Problem description: Go through the listing below and keep only the lines that contain the word "water", copying each of them out in full.

Extracted data:

>>

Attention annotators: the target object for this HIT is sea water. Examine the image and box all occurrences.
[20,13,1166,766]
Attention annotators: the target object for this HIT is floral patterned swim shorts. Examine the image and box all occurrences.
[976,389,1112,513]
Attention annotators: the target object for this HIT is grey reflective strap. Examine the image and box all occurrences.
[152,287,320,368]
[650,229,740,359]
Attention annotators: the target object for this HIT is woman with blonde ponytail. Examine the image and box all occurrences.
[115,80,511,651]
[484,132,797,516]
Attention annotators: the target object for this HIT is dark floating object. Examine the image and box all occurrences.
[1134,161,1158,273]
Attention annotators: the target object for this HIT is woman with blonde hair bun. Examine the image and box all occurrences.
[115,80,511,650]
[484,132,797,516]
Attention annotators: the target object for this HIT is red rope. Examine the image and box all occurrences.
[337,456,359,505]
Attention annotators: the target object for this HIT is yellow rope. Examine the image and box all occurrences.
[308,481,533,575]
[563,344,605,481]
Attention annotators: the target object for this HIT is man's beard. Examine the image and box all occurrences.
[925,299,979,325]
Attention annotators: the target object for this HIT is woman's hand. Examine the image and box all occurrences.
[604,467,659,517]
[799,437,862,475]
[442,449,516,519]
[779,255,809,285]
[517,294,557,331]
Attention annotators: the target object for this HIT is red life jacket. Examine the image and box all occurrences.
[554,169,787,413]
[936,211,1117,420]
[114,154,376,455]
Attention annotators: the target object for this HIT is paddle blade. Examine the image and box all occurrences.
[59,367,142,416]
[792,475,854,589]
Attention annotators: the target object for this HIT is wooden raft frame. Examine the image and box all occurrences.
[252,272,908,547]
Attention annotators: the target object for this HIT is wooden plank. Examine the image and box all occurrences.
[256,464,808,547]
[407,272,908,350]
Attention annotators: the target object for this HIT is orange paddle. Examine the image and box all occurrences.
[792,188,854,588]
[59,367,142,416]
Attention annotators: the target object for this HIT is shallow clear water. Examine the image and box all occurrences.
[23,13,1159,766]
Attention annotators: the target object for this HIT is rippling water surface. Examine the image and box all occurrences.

<<

Reply to the task:
Attention annotators: the target object for this HIT is sea water. Examine the image and box all occurrences.
Attention annotators: the target object for this HIT is shallow clear water. Examine the image and box all occurrences.
Attention annotators: the target object for this HIT is rippling water surface. Examine the image and box all occurrences.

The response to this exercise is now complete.